Text provided:
I’m becoming a father.
A Dad.
Daddy.
I never could have
anticipated the roller coaster of emotions I would experience when this day
finally arrived. When Judy pounced on me
that early morning shoving the urine soaked “stick of knowledge” in my face, I
was excited. I was bleary-eyed and half-conscious, but I was excited.
A new life – one that
her and I had caused. What?
What sort of magic is
that?
I spent the rest of
that day on a barely contained emotional high. I am becoming a father. I kept
telling myself that over and over again. I couldn’t believe it. Nothing ever
felt so surreal. So make believe.
In the following days,
the ephemeral excitement settled into an abiding satisfaction. I was content
with this new vocation. I was looking forward to becoming a father.
Then something strange
happened.
About a week after
Judy’s heartfelt early morning raid, I was walking from the university library
over to our car and I was struck by a noticeably different version of the previously
rehearsed celebration of fatherhood. I thought those same words, but the tone
in which I heard them was more sober.
“Oh shit…..I’m going
to be a dad.”
I’m not sure if any of
you other first time dads have had a similar experience, but for me it was a
stop-in-your-tracks kind of thing. In that moment, I started to realize some of
the multivalent, inescapable entailments of fatherhood.
For one thing, Judy
and I qua Judy-and-I was coming to an
end. The carefree explorations of LA on a lazy Saturday. The spur of the moment
drives down to San Diego for a quick overnight vacation. I began to realize
that the admittedly narcissist do-what-we-please-when-we-please approach to life
that I preferred was going to expire. Honestly,
I didn’t know how to feel about that.
I turned out that I
was upset for a bit.
I know. I know. How could I be upset that a new life was on
its way into the world? How could I be upset that God had finally chosen to
answer our prayers? How could I be so selfish?
Well. I don’t know. It
just turned out that I was.
And there I stayed;
feeling that disturbance of my life to different degrees for a few weeks.
I’ll note that Judy
was especially sweet to me during this time. She let me feel that frustration
without condemning me. She surrounded me with her faithful love and granted me
the emotional and cognitive space I needed to understand myself.
Yeah…she rocks.
I’m not exactly sure
when those feelings went away. I think I might have just woken up one day and
realized they were gone. Somewhere in
the midst of sleeping and waking I tamed my demons.
Replacing that feeling
of loss was a quiet, almost indiscernible call.

Tasks to carry out:
1) Answer these questions about the essay on becoming a father:
(a) Between which two places was the writer walking when the words came back in a more sober tone?
(b) Which city's lazy Saturday explorations did the writer expect to lose?
(c) Where did the spur-of-the-moment overnight drives go?
2) Can you resume the essay on becoming a father after its final sentence?
The entries are separate material, unrelated to the essay.

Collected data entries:
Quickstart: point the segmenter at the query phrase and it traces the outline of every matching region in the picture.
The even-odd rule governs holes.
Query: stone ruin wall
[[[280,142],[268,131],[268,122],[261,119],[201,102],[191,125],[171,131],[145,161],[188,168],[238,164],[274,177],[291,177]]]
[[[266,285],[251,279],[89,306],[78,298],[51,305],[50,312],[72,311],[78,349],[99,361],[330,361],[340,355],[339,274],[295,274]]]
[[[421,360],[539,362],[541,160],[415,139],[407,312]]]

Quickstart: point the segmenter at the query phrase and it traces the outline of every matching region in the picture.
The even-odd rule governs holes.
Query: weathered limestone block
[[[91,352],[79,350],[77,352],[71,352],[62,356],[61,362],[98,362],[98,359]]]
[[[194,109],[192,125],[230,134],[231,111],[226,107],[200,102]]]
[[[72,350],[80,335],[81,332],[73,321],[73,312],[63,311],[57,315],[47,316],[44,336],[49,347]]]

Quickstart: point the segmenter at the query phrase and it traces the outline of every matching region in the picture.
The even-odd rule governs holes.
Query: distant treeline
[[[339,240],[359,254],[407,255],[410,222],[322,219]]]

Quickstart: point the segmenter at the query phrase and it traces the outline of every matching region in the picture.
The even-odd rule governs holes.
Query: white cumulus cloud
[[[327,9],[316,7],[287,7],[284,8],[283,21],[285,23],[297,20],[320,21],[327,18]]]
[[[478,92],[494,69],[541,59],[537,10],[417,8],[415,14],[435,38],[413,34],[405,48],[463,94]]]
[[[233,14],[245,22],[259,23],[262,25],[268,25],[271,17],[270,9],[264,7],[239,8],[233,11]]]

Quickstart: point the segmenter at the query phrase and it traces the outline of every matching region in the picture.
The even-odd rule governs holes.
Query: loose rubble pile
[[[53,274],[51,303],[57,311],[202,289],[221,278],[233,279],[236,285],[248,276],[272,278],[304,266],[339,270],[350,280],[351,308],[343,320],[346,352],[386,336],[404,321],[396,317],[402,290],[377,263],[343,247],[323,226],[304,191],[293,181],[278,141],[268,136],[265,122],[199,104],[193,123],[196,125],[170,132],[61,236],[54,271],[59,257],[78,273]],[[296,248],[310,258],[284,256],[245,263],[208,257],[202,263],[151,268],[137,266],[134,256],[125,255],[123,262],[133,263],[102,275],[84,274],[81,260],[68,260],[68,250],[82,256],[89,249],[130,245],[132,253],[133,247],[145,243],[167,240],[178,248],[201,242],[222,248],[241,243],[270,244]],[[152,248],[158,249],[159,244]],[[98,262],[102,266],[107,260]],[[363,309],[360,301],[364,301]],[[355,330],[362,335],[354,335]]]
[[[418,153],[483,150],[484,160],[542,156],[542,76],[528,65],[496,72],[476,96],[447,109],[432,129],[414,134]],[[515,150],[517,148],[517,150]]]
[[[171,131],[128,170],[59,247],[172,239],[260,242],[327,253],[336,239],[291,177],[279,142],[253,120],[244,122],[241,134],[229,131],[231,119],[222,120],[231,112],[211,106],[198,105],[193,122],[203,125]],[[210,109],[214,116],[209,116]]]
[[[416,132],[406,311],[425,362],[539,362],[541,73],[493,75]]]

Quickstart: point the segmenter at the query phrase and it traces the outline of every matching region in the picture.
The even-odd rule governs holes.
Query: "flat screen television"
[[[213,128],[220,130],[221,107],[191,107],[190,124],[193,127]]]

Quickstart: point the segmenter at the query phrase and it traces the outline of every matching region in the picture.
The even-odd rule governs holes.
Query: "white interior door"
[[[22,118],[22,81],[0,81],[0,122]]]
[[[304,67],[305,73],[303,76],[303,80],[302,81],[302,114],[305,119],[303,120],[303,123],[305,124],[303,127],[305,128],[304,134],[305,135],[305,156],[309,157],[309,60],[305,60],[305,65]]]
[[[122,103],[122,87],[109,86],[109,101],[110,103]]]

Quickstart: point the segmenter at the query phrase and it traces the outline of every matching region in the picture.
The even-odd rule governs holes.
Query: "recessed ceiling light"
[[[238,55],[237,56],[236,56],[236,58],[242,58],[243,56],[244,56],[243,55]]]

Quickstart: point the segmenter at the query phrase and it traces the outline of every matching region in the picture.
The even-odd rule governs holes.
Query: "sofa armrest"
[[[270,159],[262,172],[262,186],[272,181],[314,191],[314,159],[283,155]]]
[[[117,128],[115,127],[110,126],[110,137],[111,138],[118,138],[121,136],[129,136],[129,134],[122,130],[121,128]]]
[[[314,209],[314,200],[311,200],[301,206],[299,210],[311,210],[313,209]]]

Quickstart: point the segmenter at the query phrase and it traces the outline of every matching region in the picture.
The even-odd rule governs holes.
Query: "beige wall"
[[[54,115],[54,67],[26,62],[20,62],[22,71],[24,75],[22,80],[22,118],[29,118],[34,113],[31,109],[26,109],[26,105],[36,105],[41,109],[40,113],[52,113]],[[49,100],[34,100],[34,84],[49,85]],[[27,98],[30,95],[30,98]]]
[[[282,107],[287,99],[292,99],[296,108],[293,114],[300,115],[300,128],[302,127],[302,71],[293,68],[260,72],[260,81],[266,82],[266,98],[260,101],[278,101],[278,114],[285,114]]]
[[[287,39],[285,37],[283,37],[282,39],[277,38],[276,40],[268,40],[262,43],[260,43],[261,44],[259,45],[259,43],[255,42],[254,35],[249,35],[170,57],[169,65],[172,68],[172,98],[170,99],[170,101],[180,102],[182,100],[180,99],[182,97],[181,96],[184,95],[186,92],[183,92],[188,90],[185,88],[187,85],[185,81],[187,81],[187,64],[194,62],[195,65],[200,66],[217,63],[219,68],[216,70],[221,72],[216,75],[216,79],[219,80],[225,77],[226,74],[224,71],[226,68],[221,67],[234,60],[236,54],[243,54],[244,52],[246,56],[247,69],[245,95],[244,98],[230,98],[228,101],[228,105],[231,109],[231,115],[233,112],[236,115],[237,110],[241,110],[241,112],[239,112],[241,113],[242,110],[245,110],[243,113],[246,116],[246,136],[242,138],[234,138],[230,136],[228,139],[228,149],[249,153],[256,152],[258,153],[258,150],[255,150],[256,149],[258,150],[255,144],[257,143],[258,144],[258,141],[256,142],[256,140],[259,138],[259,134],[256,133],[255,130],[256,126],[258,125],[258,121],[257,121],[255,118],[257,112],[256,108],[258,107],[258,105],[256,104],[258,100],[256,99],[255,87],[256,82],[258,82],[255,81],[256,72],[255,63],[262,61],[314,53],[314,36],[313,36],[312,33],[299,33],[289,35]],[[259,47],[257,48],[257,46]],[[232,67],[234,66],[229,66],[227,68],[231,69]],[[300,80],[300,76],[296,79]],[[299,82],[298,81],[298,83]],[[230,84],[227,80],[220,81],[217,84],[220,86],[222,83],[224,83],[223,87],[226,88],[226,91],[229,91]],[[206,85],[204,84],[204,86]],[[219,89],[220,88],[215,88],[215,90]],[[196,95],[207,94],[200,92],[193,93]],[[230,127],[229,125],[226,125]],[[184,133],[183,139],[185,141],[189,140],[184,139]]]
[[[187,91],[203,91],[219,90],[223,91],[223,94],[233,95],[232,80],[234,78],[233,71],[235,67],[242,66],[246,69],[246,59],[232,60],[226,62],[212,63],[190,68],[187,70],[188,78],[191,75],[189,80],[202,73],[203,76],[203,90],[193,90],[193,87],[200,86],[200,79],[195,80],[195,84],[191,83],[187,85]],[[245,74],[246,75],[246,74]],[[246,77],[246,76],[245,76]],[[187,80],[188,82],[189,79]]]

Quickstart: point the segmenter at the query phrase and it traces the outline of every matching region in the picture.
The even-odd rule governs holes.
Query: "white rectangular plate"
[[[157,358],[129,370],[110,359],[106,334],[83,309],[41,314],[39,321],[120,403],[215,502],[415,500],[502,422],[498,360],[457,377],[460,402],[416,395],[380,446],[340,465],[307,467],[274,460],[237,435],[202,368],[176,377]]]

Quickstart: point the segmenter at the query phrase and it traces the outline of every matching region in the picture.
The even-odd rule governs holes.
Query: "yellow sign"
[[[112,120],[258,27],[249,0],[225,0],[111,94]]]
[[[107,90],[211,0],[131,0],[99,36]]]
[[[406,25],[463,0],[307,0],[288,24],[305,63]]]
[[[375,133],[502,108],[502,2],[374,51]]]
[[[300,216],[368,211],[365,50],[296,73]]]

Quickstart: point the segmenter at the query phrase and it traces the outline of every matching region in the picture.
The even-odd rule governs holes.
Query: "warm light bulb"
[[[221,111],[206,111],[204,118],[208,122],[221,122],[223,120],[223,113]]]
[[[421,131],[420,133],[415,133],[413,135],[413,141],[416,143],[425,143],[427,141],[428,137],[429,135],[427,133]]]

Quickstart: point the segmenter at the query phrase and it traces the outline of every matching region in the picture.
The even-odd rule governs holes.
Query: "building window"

Activity answers:
1)
(a) From the university library to the car.
(b) LA.
(c) San Diego.

2)
This was less of a
“writing on the wall” experience and more of “wind whispering” phenomenon. I
couldn’t quite tell at first what I had started to know in that moment, but I
knew it was big. The call I heard was attempting to augment the story of my
life. I liked that feeling. It felt important and I wanted more.
In the following
weeks, as I ruminated on that experience of calling, I began to understand that
the call was to fatherhood.
Fatherhood.
This reality is more
than a product of potential biological causality. More along the lines of exemplifying a
certain relation to another human person. A relation that bears certain
attributes. Attributes that I know are
not – to one degree or another – already dispositions of mine.
I freaked out about
that for a few days. Again, cue Judy’s patience and reassurance.
But then I realized
something. Something about calling.
When God calls us to
something, he anticipates a period of becoming.
Progressive advancement into our new
vocation.
No matter how much I
want it, fatherhood cannot be actualized overnight. The various attributes that
aggregately produce fatherhood are progressively nurtured into a soul. My soul.
These cannot be coerced. They are learned.
This is the journey of
fatherhood. A journey of understanding and becoming. A wonderful journey. A never-ending
journey.
And….here we go.
…
I’m becoming a father.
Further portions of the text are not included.